Your assignment> Go to the line containing "point: golden wheat field" in the records below and print it and every following line exactly, on through the line containing "point: green wheat field", then stop.

Extracted material>
»»

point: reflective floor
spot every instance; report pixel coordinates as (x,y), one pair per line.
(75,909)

««
»»

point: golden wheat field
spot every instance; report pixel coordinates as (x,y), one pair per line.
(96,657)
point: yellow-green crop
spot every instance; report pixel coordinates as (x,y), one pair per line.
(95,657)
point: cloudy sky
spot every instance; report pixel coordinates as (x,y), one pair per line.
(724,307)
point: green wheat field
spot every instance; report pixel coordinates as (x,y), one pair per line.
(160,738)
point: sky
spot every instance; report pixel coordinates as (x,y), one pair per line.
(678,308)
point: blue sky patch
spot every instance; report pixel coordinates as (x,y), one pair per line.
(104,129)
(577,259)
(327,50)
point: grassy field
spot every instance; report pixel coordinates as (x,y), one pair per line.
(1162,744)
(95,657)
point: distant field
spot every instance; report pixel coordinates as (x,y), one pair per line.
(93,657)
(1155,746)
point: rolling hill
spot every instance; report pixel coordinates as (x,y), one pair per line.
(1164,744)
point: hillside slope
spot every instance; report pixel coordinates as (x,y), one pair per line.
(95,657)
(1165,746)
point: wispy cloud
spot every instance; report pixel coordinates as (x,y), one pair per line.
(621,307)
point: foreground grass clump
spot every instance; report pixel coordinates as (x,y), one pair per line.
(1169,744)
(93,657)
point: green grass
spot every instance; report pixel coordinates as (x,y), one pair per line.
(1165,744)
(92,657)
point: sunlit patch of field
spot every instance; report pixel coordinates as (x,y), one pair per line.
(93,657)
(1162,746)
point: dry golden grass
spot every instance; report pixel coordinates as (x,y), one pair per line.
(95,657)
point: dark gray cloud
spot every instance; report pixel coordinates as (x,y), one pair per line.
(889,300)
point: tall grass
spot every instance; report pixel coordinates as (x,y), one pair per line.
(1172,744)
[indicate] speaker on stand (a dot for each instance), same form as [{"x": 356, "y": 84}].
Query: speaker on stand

««
»»

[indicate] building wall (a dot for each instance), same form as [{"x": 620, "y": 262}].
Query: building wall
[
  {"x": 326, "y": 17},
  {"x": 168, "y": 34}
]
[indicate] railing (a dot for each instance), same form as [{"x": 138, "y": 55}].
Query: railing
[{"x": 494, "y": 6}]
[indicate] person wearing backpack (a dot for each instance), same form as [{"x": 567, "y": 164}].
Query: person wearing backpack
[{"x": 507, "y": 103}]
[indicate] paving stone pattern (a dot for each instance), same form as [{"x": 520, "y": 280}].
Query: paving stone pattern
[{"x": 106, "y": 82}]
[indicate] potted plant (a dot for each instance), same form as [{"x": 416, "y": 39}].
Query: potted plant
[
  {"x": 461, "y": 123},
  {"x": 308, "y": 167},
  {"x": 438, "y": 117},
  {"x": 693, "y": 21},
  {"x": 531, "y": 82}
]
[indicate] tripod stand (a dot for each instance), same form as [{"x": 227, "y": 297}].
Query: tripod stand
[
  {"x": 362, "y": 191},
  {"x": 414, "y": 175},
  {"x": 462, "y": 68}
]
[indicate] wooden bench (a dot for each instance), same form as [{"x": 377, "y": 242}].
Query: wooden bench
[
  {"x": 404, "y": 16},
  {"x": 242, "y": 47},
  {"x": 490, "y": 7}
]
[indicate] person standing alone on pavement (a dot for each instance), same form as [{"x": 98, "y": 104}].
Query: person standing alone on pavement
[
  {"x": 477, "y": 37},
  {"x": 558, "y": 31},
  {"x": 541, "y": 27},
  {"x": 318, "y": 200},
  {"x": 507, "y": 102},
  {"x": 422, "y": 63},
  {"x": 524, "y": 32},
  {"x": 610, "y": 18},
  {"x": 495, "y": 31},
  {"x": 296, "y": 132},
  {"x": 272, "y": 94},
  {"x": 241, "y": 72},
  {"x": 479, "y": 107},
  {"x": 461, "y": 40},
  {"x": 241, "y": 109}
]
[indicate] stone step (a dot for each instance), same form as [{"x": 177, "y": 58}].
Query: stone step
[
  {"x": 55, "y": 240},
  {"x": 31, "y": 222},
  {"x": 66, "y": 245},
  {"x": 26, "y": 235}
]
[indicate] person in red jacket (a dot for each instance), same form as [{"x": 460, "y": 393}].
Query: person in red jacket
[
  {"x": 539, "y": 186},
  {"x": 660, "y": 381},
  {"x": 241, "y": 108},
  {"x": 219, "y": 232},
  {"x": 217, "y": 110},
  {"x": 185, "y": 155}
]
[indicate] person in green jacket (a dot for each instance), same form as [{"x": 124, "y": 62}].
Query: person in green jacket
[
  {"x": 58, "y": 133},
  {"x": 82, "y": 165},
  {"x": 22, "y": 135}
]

««

Worked solution>
point: golden wheat field
spot every instance; report pixel coordinates as (x,y), one pair per line.
(96,657)
point: yellow-green crop
spot every instance; report pixel coordinates as (x,y), one pair per line.
(95,657)
point: cloudy sky
spot every instance; report pixel coordinates as (x,y), one pair per line.
(724,307)
point: green wheat field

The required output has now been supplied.